**Given passage:**
↓

Bolivia is under a state of emergency right now. Not such a big deal to many except I have some friends who are living in Cochabamba, where there appears to be some trouble. Apparently a state of emergency -- not as bad as martial law, they are quick to tell you in the press -- has been imposed seven times since 1982 so perhaps the Bolivianos are used to it by now. Still, when they shut off the power to your neighborhood and seize your radio stations to prevent you from telling people about it [the underlying issue here: water prices which have been skyrocketing, underlying issue there is that the public water system was sold off to foreign investors...] I'm sure it feels rather creepy. Of course this is also quite timely coming as it does a week before the Rally and Non-Violent Protest in DC this upcoming weekend. I will be missing the DC shenanigans because I'll be at the Anarchist Bookfair in San Francisco which I'm sure will have its share of interesting happenings to participate in. I'm assuming you can grasp the connection between the two above paragraphs.
Error reading drive C: You know, I kinda thought this move may have been going too smoothly... I'm about 70% unpacked, the cat is happy, Super-Magnetic Wizardman and I get along well when we see each other, which is rarely -- he works 8-4, I work 2-10. The upstairs neighbor is nice and the pool at the high rise next door shines an interesting wavy light into the next room when I am sleeping which is oddly calming despite looking somewhat like flames licking at the window outside. Then I set up my computer. I have the laptop in the kitchen set for email but it's got an icky keyboard and my address book from six months ago. Never set-up your desktop computer after moving until you are mostly moved in because it will consume all your available time. I started plugging mine in around an hour before I had to go to work, which was a big mistake. As the hard drive refused to boot and I scrambled for my emergency boot disk and cursed myself for my cavalier attitude towards making backups and watched the scandisk error log lengthen, the last thing I wanted to do was run out the door to grab a bus. I even entertained fantasies of calling in late to work -- we're an ISP, we take computer problems seriously -- but decided against it. By the time I got home again I could afford to spend 55 minutes reinstalling my godforsaken operating system which was more or less all it took, I think. I haven't checked it out since. I've learned my lesson. I have a day off coming up and I think I'll turn it on again then.

↑

**Raw data:**
↓

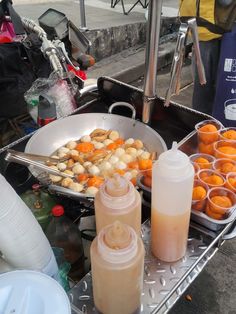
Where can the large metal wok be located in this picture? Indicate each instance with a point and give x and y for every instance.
(49, 138)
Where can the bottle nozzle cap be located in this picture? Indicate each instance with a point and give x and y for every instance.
(58, 210)
(117, 236)
(117, 186)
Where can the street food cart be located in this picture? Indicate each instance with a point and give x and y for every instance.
(164, 283)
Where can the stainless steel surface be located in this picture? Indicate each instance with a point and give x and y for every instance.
(36, 157)
(124, 104)
(18, 158)
(163, 282)
(192, 23)
(152, 48)
(189, 146)
(48, 48)
(83, 26)
(61, 131)
(212, 224)
(177, 63)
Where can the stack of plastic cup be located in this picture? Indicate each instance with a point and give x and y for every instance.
(22, 241)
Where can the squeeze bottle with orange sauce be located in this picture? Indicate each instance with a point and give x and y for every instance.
(172, 185)
(117, 263)
(117, 199)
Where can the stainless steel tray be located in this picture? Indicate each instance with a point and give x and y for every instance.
(189, 146)
(163, 282)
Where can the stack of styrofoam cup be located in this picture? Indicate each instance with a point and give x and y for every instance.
(22, 241)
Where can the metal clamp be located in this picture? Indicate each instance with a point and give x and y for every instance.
(123, 104)
(174, 86)
(231, 235)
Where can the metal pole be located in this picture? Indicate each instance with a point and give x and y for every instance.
(153, 34)
(83, 26)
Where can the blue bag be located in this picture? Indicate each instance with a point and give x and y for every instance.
(224, 108)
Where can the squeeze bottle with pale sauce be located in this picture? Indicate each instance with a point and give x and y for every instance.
(117, 199)
(117, 263)
(172, 185)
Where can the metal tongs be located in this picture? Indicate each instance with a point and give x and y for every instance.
(177, 63)
(36, 162)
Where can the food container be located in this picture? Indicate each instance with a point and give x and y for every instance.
(224, 166)
(228, 133)
(199, 205)
(211, 178)
(225, 149)
(208, 134)
(204, 161)
(229, 184)
(189, 146)
(223, 205)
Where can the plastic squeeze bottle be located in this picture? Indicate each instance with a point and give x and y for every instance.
(172, 184)
(63, 233)
(117, 262)
(117, 199)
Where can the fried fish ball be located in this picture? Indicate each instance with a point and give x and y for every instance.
(66, 182)
(113, 159)
(63, 150)
(145, 155)
(131, 151)
(91, 191)
(129, 141)
(121, 165)
(74, 152)
(98, 145)
(54, 178)
(71, 144)
(78, 169)
(134, 173)
(126, 158)
(77, 187)
(139, 152)
(61, 166)
(119, 152)
(67, 171)
(138, 144)
(114, 135)
(70, 163)
(85, 138)
(107, 142)
(87, 164)
(105, 165)
(128, 175)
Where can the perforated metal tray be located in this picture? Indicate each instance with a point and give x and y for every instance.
(163, 282)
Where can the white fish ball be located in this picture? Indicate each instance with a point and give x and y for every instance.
(71, 144)
(145, 155)
(61, 166)
(78, 169)
(77, 187)
(119, 151)
(85, 138)
(129, 141)
(107, 142)
(114, 135)
(91, 191)
(126, 158)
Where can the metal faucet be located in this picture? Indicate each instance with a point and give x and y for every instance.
(153, 35)
(174, 86)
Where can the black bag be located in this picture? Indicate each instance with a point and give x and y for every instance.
(19, 68)
(20, 65)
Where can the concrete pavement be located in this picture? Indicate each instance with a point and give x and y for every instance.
(214, 291)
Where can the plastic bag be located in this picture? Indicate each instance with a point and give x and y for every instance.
(58, 90)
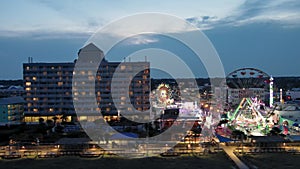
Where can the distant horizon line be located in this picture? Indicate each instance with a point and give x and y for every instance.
(280, 76)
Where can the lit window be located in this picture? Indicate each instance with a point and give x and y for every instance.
(123, 67)
(28, 83)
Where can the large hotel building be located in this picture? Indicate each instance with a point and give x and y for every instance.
(48, 88)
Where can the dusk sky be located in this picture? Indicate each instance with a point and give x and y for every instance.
(263, 34)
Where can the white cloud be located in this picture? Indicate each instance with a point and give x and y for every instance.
(70, 17)
(140, 40)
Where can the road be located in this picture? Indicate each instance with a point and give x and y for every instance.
(229, 151)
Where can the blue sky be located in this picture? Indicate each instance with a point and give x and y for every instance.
(264, 34)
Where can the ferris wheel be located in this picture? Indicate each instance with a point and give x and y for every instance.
(246, 78)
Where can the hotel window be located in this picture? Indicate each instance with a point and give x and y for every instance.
(60, 83)
(123, 67)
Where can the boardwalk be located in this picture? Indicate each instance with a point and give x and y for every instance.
(229, 151)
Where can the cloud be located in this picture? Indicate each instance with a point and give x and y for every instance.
(285, 13)
(142, 40)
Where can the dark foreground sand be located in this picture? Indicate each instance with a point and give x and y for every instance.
(216, 161)
(273, 160)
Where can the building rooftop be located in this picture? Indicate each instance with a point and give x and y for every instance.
(12, 100)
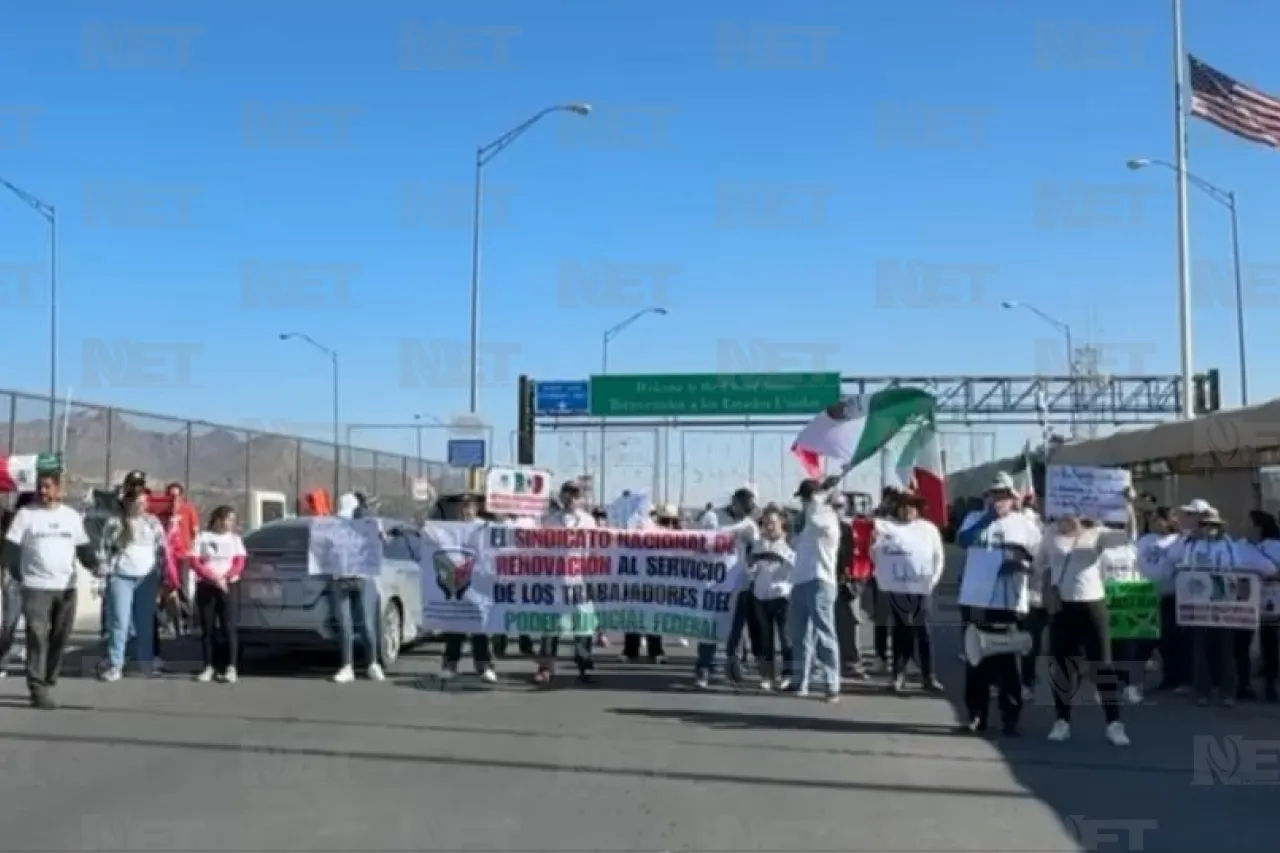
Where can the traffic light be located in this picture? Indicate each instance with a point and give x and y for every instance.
(526, 422)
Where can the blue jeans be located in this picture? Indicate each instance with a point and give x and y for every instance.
(352, 598)
(812, 628)
(131, 611)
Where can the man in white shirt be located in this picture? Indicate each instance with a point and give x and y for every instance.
(812, 620)
(570, 515)
(44, 542)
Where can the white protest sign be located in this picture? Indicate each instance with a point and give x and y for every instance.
(1211, 598)
(503, 579)
(1086, 492)
(517, 491)
(344, 547)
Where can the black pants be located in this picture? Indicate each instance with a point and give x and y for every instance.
(744, 616)
(583, 652)
(1034, 624)
(1175, 651)
(909, 616)
(772, 617)
(481, 652)
(219, 623)
(999, 670)
(1082, 626)
(50, 617)
(631, 646)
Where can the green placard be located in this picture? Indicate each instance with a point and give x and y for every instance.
(1134, 610)
(713, 393)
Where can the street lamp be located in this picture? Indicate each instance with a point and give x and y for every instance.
(50, 215)
(612, 332)
(1070, 347)
(337, 436)
(484, 154)
(1226, 199)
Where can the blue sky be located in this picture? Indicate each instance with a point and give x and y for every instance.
(163, 201)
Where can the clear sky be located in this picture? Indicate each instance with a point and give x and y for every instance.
(767, 172)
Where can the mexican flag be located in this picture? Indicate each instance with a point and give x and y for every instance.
(18, 473)
(920, 468)
(858, 428)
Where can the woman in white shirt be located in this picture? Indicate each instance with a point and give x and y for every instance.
(1069, 569)
(908, 556)
(773, 561)
(136, 553)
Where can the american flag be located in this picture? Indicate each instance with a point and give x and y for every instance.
(1234, 106)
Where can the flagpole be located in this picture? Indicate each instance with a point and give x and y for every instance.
(1184, 237)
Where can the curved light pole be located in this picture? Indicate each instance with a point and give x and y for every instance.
(50, 214)
(484, 154)
(337, 436)
(612, 332)
(1070, 346)
(1226, 199)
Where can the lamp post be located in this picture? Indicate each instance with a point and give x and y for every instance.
(337, 430)
(612, 332)
(50, 214)
(1226, 199)
(484, 154)
(1070, 346)
(417, 430)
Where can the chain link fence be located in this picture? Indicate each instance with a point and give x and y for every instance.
(216, 464)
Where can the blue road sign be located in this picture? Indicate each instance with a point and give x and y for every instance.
(466, 452)
(562, 397)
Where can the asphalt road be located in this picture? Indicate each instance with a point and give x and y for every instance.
(640, 762)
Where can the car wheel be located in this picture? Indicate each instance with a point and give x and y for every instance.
(392, 634)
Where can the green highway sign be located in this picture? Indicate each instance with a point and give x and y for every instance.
(690, 395)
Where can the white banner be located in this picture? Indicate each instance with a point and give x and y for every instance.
(344, 547)
(1219, 598)
(481, 578)
(1084, 492)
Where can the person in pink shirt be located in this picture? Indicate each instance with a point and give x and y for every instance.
(218, 560)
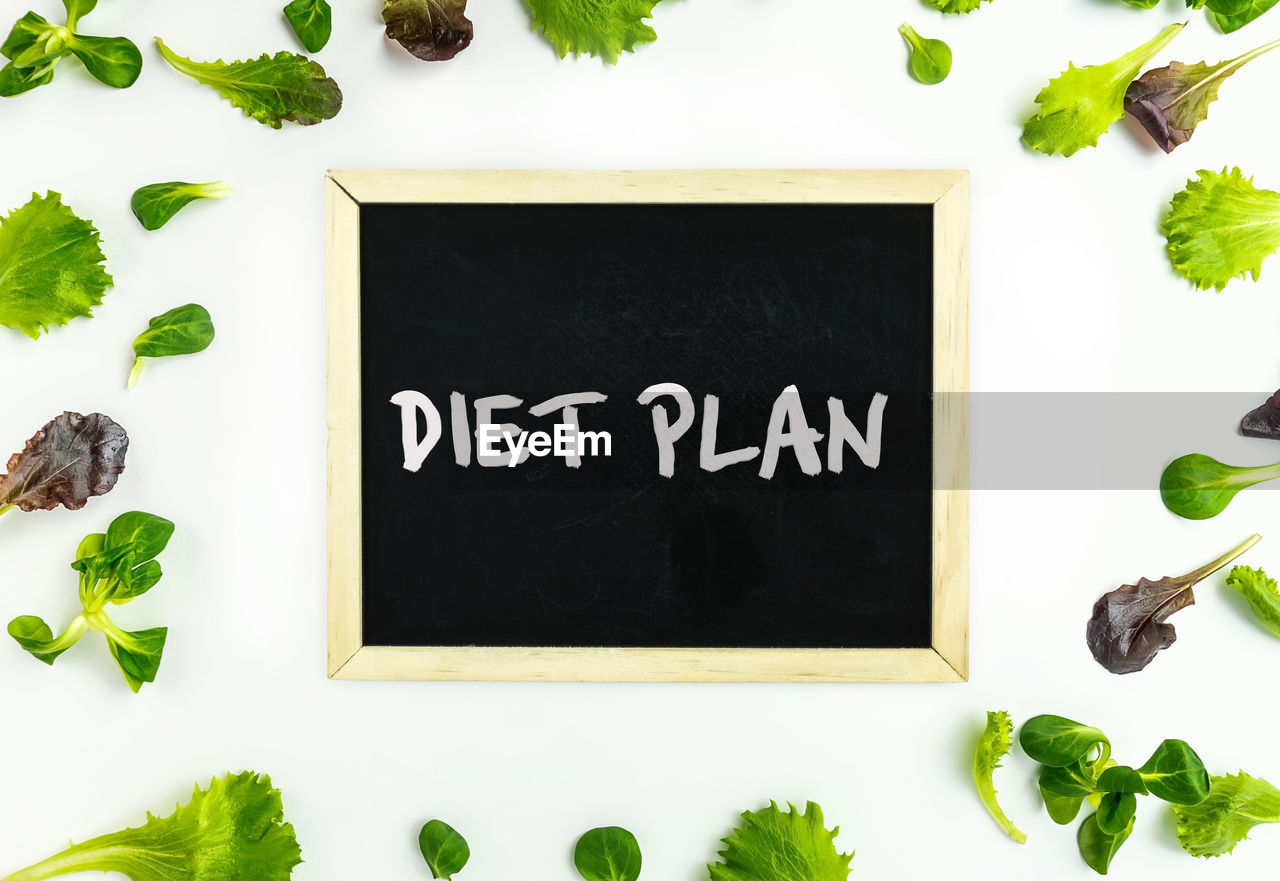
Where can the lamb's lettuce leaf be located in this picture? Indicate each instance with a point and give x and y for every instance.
(273, 88)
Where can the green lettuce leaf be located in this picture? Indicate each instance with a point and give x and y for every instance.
(993, 744)
(311, 22)
(1235, 804)
(1221, 227)
(1080, 105)
(232, 831)
(594, 27)
(273, 88)
(1234, 21)
(50, 266)
(430, 30)
(776, 845)
(1261, 593)
(955, 7)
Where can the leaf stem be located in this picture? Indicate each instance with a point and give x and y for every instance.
(135, 373)
(1208, 569)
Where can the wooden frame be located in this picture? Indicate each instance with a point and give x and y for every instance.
(947, 661)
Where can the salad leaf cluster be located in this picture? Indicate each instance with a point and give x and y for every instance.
(234, 829)
(273, 88)
(1077, 766)
(115, 567)
(65, 462)
(782, 845)
(1128, 626)
(35, 46)
(50, 266)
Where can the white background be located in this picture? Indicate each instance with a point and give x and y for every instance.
(1070, 292)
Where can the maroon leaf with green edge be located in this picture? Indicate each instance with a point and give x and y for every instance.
(430, 30)
(68, 461)
(1128, 624)
(1170, 101)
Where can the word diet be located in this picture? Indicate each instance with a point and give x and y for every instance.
(503, 444)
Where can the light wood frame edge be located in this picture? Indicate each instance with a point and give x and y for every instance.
(947, 661)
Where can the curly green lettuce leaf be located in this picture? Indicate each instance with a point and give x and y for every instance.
(430, 30)
(311, 22)
(50, 266)
(233, 830)
(776, 845)
(155, 204)
(1173, 100)
(1246, 13)
(594, 27)
(955, 7)
(1235, 804)
(1080, 105)
(993, 744)
(273, 88)
(1261, 592)
(1221, 227)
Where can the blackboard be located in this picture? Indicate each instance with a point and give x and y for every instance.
(807, 305)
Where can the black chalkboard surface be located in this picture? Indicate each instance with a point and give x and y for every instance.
(759, 380)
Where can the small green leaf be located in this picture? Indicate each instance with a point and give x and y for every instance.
(1121, 779)
(273, 88)
(1260, 592)
(1059, 742)
(609, 853)
(36, 638)
(50, 266)
(929, 59)
(1175, 774)
(594, 27)
(137, 653)
(155, 204)
(147, 533)
(993, 745)
(1116, 812)
(182, 331)
(1248, 12)
(113, 60)
(443, 848)
(311, 21)
(1235, 804)
(1100, 848)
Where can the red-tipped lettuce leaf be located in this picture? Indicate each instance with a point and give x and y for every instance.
(68, 461)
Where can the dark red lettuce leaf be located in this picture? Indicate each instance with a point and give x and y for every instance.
(432, 30)
(1264, 421)
(1128, 625)
(71, 460)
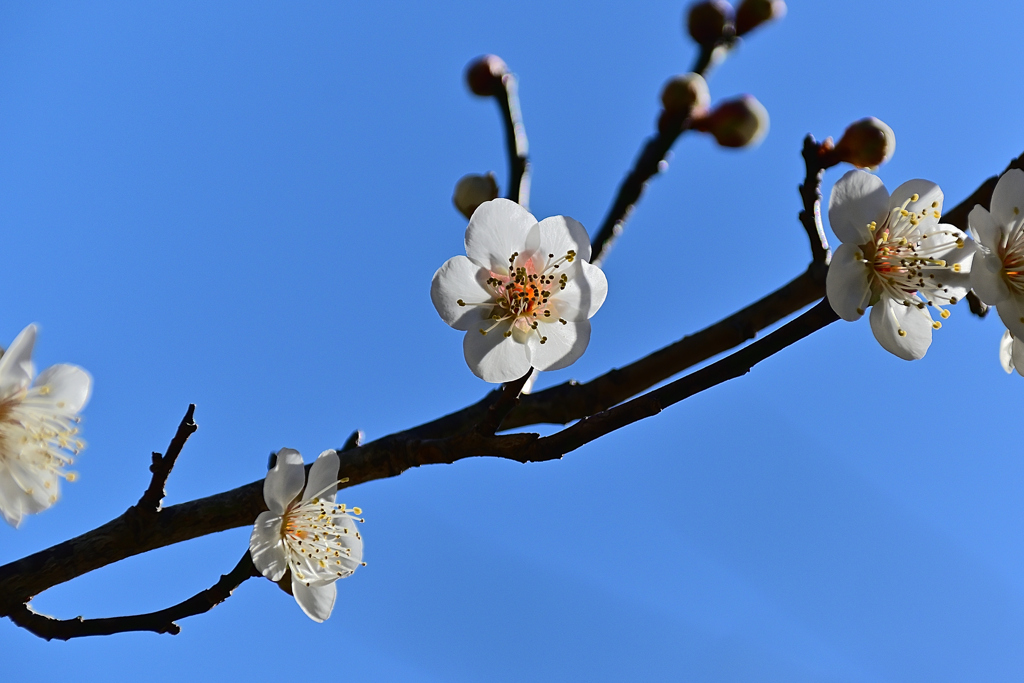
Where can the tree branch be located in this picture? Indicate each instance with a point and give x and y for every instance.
(162, 465)
(810, 193)
(158, 622)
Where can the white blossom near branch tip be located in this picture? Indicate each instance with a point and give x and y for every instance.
(998, 275)
(305, 531)
(38, 428)
(897, 258)
(523, 293)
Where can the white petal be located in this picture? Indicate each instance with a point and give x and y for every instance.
(11, 498)
(15, 365)
(284, 482)
(323, 476)
(888, 317)
(983, 227)
(986, 279)
(848, 284)
(928, 194)
(461, 279)
(564, 345)
(267, 547)
(561, 233)
(497, 230)
(1006, 351)
(857, 199)
(1008, 198)
(495, 357)
(1012, 313)
(583, 295)
(316, 601)
(1017, 354)
(68, 386)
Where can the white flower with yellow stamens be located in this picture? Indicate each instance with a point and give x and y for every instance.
(523, 293)
(897, 258)
(306, 531)
(998, 276)
(38, 428)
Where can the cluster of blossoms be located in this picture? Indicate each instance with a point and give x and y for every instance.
(305, 534)
(899, 260)
(39, 435)
(523, 293)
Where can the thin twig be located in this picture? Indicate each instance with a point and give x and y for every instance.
(810, 193)
(158, 622)
(515, 140)
(162, 465)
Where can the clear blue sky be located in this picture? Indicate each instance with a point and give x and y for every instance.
(242, 206)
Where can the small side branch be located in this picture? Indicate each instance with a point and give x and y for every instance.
(810, 193)
(162, 465)
(515, 140)
(158, 622)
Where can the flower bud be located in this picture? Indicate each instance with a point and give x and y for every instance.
(866, 143)
(685, 94)
(707, 20)
(472, 190)
(736, 123)
(753, 13)
(483, 75)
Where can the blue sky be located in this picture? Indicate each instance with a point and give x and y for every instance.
(242, 206)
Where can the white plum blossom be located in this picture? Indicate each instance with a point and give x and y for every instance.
(305, 531)
(997, 278)
(1012, 353)
(38, 428)
(523, 293)
(897, 258)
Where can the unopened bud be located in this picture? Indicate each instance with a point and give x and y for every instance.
(736, 123)
(472, 190)
(753, 13)
(866, 143)
(685, 94)
(707, 22)
(483, 75)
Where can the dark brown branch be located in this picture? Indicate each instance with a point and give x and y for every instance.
(647, 165)
(515, 140)
(810, 194)
(652, 402)
(158, 622)
(162, 465)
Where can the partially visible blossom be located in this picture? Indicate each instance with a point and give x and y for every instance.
(305, 531)
(523, 294)
(38, 428)
(998, 274)
(1012, 353)
(897, 258)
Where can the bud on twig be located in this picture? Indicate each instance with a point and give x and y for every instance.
(472, 190)
(866, 143)
(753, 13)
(735, 123)
(686, 94)
(709, 22)
(483, 75)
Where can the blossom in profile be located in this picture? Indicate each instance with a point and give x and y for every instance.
(523, 293)
(897, 258)
(1012, 353)
(38, 428)
(997, 276)
(305, 532)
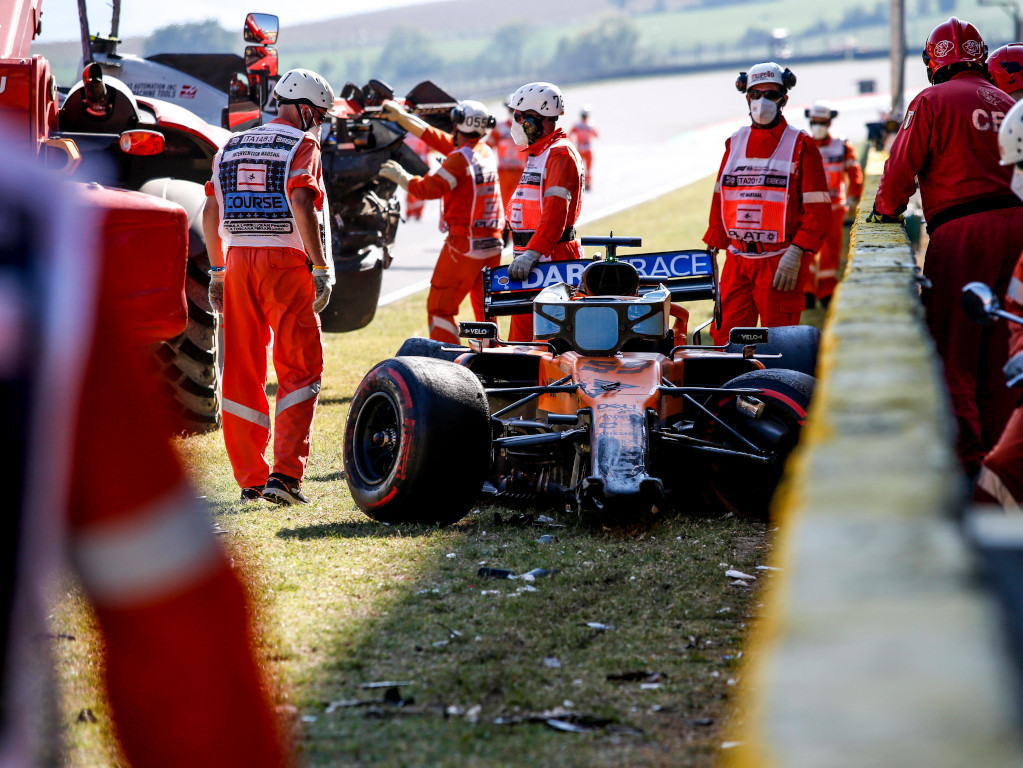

↑

**What to produce:**
Answer these questions about the blog post:
1. How many times has a state of emergency been imposed in Bolivia since 1982?
2. Where will the writer be instead of at the DC rally?
3. How many minutes did reinstalling the operating system take?
The rows come from a separate source, not from the blog post.

**Solution to this exercise:**
1. Seven times.
2. At the Anarchist Bookfair in San Francisco.
3. 55 minutes.